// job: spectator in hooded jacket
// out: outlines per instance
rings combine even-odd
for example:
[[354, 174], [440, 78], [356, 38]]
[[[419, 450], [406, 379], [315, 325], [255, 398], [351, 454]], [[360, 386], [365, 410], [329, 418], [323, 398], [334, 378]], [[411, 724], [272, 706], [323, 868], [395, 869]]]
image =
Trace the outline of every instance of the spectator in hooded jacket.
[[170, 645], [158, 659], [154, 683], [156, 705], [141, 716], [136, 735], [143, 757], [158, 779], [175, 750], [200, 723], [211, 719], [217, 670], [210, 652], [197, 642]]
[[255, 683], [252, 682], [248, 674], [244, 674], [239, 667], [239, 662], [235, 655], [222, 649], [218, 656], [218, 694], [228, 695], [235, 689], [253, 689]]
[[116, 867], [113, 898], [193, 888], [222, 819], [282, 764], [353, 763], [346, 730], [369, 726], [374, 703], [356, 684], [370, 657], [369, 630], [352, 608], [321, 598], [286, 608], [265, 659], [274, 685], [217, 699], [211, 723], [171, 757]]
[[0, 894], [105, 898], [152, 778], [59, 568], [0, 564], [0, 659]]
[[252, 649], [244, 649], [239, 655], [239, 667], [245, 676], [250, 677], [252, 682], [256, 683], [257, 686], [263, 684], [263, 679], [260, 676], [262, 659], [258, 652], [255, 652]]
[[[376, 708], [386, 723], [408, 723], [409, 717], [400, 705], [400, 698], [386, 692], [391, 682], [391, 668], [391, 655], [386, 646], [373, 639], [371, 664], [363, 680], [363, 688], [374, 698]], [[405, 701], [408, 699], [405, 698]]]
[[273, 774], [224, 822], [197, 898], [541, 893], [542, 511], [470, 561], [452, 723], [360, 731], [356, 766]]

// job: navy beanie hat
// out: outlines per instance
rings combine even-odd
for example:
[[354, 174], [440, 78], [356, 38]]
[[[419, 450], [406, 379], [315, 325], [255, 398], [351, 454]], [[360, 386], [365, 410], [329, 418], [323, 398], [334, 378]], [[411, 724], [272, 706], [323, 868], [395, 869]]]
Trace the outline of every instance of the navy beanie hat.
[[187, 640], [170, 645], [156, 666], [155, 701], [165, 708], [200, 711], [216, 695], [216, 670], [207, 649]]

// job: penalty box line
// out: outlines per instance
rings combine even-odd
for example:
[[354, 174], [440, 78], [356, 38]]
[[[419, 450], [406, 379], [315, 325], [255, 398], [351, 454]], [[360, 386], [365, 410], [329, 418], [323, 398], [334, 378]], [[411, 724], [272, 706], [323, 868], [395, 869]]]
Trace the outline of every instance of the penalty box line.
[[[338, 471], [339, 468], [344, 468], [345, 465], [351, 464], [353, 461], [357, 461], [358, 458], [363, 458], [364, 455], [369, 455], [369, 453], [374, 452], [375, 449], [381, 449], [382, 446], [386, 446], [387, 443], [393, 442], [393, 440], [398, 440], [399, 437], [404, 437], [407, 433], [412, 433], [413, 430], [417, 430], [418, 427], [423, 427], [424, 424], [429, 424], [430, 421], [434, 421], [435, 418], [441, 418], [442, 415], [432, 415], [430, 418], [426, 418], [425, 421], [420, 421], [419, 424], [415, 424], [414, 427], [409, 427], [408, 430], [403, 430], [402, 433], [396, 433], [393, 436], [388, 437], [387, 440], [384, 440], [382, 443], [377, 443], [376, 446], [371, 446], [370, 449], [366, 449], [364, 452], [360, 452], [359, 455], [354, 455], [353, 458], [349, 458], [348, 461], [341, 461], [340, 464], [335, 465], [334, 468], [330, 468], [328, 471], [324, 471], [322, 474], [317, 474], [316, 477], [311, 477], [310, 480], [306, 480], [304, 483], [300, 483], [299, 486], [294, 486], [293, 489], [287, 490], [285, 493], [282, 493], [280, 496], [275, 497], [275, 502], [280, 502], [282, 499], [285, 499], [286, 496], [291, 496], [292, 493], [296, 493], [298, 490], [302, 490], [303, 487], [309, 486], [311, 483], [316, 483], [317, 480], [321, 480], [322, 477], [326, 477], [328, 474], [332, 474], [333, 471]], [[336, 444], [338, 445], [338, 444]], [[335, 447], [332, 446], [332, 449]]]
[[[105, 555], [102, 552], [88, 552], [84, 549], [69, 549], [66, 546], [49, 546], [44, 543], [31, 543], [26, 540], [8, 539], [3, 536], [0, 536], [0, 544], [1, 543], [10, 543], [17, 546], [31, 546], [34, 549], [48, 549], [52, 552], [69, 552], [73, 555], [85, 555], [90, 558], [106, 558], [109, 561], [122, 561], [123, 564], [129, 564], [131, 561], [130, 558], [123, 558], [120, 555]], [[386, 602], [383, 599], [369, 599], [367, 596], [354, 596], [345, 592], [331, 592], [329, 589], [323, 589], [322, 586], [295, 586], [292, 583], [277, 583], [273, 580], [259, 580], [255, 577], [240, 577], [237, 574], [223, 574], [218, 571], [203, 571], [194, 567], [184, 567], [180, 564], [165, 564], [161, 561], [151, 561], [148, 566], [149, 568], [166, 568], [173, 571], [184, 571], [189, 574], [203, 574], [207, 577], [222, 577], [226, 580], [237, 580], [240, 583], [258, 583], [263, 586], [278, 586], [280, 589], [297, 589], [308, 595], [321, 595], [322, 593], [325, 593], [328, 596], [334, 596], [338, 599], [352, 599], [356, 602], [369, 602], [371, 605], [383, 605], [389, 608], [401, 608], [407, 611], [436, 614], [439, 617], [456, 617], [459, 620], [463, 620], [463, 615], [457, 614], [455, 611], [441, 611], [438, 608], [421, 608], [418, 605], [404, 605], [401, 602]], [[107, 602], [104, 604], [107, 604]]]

========================

**WHAT YOU ARE ASKED TO DO**
Output the entries above word for word.

**WRITTEN SOLUTION**
// job: spectator in hooded jacket
// out: outlines per instance
rings combine even-odd
for example:
[[354, 174], [440, 78], [356, 38]]
[[[419, 450], [406, 379], [315, 325], [255, 398], [351, 454]], [[360, 386], [365, 410], [329, 418], [323, 398], [334, 378]], [[411, 724], [272, 706], [323, 868], [395, 869]]]
image =
Trace the outline of every instance of the spectator in hooded jacket.
[[170, 645], [158, 659], [154, 683], [156, 705], [141, 716], [136, 735], [143, 757], [158, 779], [175, 750], [200, 723], [211, 719], [217, 670], [210, 652], [197, 642]]
[[255, 683], [252, 682], [248, 674], [244, 674], [239, 667], [239, 662], [235, 655], [222, 649], [218, 656], [218, 694], [228, 695], [235, 689], [253, 689]]
[[116, 867], [113, 898], [193, 888], [222, 819], [282, 764], [353, 763], [346, 730], [369, 726], [374, 703], [356, 684], [370, 657], [369, 630], [352, 608], [321, 598], [286, 608], [265, 659], [274, 685], [217, 699], [211, 723], [171, 757]]
[[0, 894], [105, 898], [152, 778], [59, 568], [0, 564], [0, 659]]
[[252, 649], [244, 649], [239, 655], [239, 667], [245, 676], [250, 677], [252, 682], [256, 683], [257, 686], [263, 684], [263, 679], [260, 676], [262, 659], [258, 652], [255, 652]]
[[[376, 708], [386, 723], [408, 723], [409, 717], [400, 705], [400, 698], [386, 692], [391, 682], [391, 668], [391, 655], [386, 646], [373, 639], [371, 664], [363, 680], [363, 688], [374, 698]], [[405, 701], [408, 699], [405, 698]]]
[[273, 774], [224, 822], [197, 898], [541, 893], [542, 511], [470, 561], [452, 723], [360, 731], [356, 766]]

// job: navy beanie hat
// out: outlines per instance
rings combine even-odd
for example:
[[354, 174], [440, 78], [356, 38]]
[[[419, 450], [406, 379], [315, 325], [255, 398], [351, 454]], [[360, 386], [365, 410], [329, 418], [323, 398], [334, 378]], [[411, 724], [272, 706], [323, 868], [395, 869]]]
Trace the outline of every instance of the navy beanie hat.
[[187, 640], [170, 645], [156, 666], [155, 701], [165, 708], [200, 711], [216, 695], [216, 670], [207, 649]]

// job: penalty box line
// out: outlines per instance
rings combine even-odd
for example:
[[354, 174], [440, 78], [356, 38]]
[[[419, 450], [406, 379], [315, 325], [255, 398], [351, 454]], [[360, 386], [365, 410], [329, 418], [323, 398], [334, 378]], [[411, 724], [272, 706], [323, 868], [395, 869]]]
Trace the outline of every instance of the penalty box line.
[[[338, 471], [339, 468], [344, 468], [345, 465], [351, 464], [353, 461], [357, 461], [358, 458], [363, 458], [364, 455], [369, 455], [369, 453], [374, 452], [375, 449], [381, 449], [382, 446], [386, 446], [387, 443], [393, 442], [393, 440], [398, 440], [399, 437], [404, 437], [407, 433], [412, 433], [413, 430], [417, 430], [418, 427], [423, 427], [424, 424], [429, 424], [430, 421], [434, 421], [435, 418], [441, 418], [442, 415], [432, 415], [430, 418], [426, 418], [425, 421], [420, 421], [419, 424], [415, 424], [414, 427], [409, 427], [408, 430], [403, 430], [402, 433], [396, 433], [393, 436], [388, 437], [387, 440], [384, 440], [382, 443], [377, 443], [376, 446], [371, 446], [370, 449], [366, 449], [364, 452], [360, 452], [359, 455], [354, 455], [353, 458], [349, 458], [348, 461], [341, 461], [340, 464], [335, 465], [334, 468], [330, 468], [328, 471], [324, 471], [322, 474], [317, 474], [316, 477], [311, 477], [310, 480], [306, 480], [304, 483], [300, 483], [299, 486], [294, 486], [293, 489], [287, 490], [285, 493], [282, 493], [280, 496], [275, 497], [275, 502], [280, 502], [282, 499], [285, 499], [286, 496], [291, 496], [292, 493], [296, 493], [298, 490], [302, 490], [303, 487], [309, 486], [311, 483], [316, 483], [317, 480], [321, 480], [322, 477], [326, 477], [328, 474], [332, 474], [333, 471]], [[336, 444], [338, 445], [338, 444]], [[335, 447], [332, 446], [332, 449]]]
[[[105, 555], [102, 552], [88, 552], [84, 549], [69, 549], [66, 546], [49, 546], [44, 543], [31, 543], [26, 540], [8, 539], [3, 536], [0, 536], [0, 544], [1, 543], [10, 543], [17, 546], [31, 546], [34, 549], [48, 549], [52, 552], [69, 552], [73, 555], [85, 555], [90, 558], [106, 558], [109, 561], [122, 561], [123, 564], [129, 564], [131, 561], [130, 558], [123, 558], [120, 555]], [[386, 602], [383, 599], [369, 599], [367, 596], [354, 596], [345, 592], [331, 592], [329, 589], [323, 589], [322, 586], [295, 586], [292, 583], [277, 583], [273, 580], [259, 580], [255, 577], [240, 577], [237, 574], [223, 574], [218, 571], [203, 571], [194, 567], [184, 567], [180, 564], [165, 564], [161, 561], [151, 561], [148, 566], [149, 568], [166, 568], [173, 571], [184, 571], [189, 574], [203, 574], [207, 577], [222, 577], [226, 580], [237, 580], [240, 583], [258, 583], [263, 586], [278, 586], [280, 589], [297, 589], [308, 595], [321, 595], [322, 593], [325, 593], [328, 596], [334, 596], [338, 599], [352, 599], [356, 602], [369, 602], [371, 605], [383, 605], [389, 608], [401, 608], [407, 611], [436, 614], [439, 617], [456, 617], [459, 620], [463, 620], [463, 615], [457, 614], [455, 611], [441, 611], [438, 608], [421, 608], [418, 605], [404, 605], [401, 602]], [[107, 602], [104, 604], [107, 604]]]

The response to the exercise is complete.